# 34/70



## jkhlt1210 (19/10/14)

G'day guys just saying that fermentis w34/70 is awesome yeast! Sprinkled it 10:30 last night and it's already powering away!


----------



## verysupple (19/10/14)

It's good to hear you're happy with it. So many people pooh-pooh dried lager yeasts.

However I believe yeast performance has a lot more to do with the way it's handled than the strain being used. I have a pale lager that's almost finished fermenting with w-34/70 and it certainly didn't have a fast start. I rehydrated two packs for 24 L but then made a mistake. I forgot to attemperate the temperature to match the wort so I ended up pitching yeast which was at about 23 C into wort at 10 C. That's not a great idea for a bunch of reasons including not seeing signs of fermentation activity for 36 hours and not reaching low krausen until 60 hours. So the same yeast but a vastly different experience.

In my opinion pretty much all the strains commercially available to us as homebrewers are really good. We just need to understand that because they all behave differently we can't treat them all the same and should handle them appropriately.


----------



## superstock (19/10/14)

I pitched 2 sachets, rehydrated, into a lager in July. Pitched a little warm at 14', had full krausen in 24hrs, then lowered to 11'. Have just started drinking this, very happy, nice and clean and crisp. Harvested the yeast off that brew and pitched into another at 12', took 36hrs to full krausen. Harvested the yeast again, repitched at 12', full krausen in a little over 24hrs. Seems a very reliable easy to handle yeast with consistant results.


----------



## jyo (19/10/14)

It's a great yeast. Weihenstephan certainly think so.


----------



## Online Brewing Supplies (19/10/14)

jyo said:


> It's a great yeast. Weihenstephan certainly think so.


Yeah but their pils ant the best out there.


----------



## WWDWD (24/11/14)

I used w34/70 for the first time on the weekend for a Pilsner. I should've done some reading before I used it though. I dry pitched two sachets at 20C and have it sitting at 12C - 14C. Plenty of krausen action. Is 20C too high for pitching?


----------



## fraser_john (24/11/14)

20c not too high for pitching, I usually pitch around that temp and then bring the temp down 2c at a time once I see any activity on the surface of the brew or airlock.


----------

Supplied entries
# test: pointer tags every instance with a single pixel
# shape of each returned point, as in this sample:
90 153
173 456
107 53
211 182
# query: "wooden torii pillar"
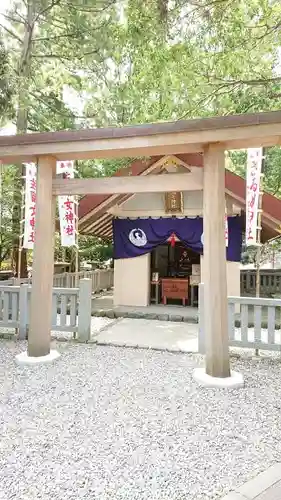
39 336
217 371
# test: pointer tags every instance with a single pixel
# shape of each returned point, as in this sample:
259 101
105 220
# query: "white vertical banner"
67 210
254 163
30 205
226 228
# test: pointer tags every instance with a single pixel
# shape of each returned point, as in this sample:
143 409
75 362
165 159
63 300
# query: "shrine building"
158 237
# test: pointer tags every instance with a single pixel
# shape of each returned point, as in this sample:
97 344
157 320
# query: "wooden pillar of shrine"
215 284
39 336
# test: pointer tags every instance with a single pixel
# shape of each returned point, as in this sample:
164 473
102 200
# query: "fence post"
23 311
201 329
84 310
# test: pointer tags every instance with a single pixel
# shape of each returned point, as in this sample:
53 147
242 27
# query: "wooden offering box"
174 288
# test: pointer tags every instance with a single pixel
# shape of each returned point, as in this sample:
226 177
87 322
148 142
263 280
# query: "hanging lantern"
173 240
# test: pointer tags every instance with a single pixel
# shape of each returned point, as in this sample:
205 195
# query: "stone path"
150 334
103 306
265 486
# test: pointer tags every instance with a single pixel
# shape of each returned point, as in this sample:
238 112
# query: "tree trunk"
24 71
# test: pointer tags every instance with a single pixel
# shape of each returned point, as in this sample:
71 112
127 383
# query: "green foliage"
6 86
7 179
92 249
136 62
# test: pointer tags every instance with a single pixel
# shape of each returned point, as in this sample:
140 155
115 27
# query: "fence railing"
71 309
257 325
270 282
101 279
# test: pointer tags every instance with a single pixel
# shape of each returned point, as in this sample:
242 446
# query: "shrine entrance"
175 275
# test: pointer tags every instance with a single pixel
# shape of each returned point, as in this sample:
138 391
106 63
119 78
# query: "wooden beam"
39 336
123 185
184 136
214 265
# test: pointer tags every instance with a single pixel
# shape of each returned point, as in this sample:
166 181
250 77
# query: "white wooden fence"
270 282
71 309
256 326
101 279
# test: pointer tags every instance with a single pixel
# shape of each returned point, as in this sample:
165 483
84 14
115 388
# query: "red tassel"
173 240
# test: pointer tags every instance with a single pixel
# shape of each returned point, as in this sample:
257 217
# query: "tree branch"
12 19
53 4
12 33
257 82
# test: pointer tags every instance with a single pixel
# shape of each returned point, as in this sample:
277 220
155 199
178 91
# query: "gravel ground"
113 423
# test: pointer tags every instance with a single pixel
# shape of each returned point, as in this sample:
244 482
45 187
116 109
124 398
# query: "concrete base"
235 381
24 359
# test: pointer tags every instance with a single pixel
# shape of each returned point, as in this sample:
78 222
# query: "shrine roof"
95 219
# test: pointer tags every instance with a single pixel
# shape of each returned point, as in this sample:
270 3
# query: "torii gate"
211 136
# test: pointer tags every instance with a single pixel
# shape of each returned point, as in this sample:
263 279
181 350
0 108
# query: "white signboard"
254 162
226 229
30 205
67 207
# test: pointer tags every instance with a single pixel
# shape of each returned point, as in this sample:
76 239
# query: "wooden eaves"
234 132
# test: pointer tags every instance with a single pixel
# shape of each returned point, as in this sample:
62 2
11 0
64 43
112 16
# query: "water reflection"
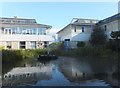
61 72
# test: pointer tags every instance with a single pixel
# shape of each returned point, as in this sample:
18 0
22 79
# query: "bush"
14 55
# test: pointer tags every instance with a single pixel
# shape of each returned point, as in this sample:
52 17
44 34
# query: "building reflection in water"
29 74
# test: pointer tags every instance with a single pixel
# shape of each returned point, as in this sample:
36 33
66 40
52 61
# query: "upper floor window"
22 44
83 29
105 27
9 45
33 44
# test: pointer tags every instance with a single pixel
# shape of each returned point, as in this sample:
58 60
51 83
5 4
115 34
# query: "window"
9 45
74 28
5 31
22 45
9 31
105 27
33 44
83 30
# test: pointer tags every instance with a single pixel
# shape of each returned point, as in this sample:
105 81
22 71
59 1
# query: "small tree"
98 37
116 36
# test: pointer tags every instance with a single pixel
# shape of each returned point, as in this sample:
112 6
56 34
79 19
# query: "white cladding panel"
26 38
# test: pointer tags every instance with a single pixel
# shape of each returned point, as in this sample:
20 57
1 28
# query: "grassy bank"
86 51
16 55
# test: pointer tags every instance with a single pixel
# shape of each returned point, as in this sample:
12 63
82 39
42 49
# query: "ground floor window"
22 44
9 44
33 44
45 43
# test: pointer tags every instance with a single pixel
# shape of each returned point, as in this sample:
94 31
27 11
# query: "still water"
61 72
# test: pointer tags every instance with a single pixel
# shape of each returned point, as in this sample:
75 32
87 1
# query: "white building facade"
78 30
110 24
19 33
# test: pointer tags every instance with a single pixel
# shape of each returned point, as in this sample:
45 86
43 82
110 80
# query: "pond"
61 72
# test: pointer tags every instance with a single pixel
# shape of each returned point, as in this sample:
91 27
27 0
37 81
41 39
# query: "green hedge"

Task brief
Transcribe the lager yeast thread starting with "## WWDWD (24/11/14)" and going on through "## fraser_john (24/11/14)". Work only from the lager yeast thread.

Complete answer
## WWDWD (24/11/14)

I used w34/70 for the first time on the weekend for a Pilsner. I should've done some reading before I used it though. I dry pitched two sachets at 20C and have it sitting at 12C - 14C. Plenty of krausen action. Is 20C too high for pitching?


----------



## fraser_john (24/11/14)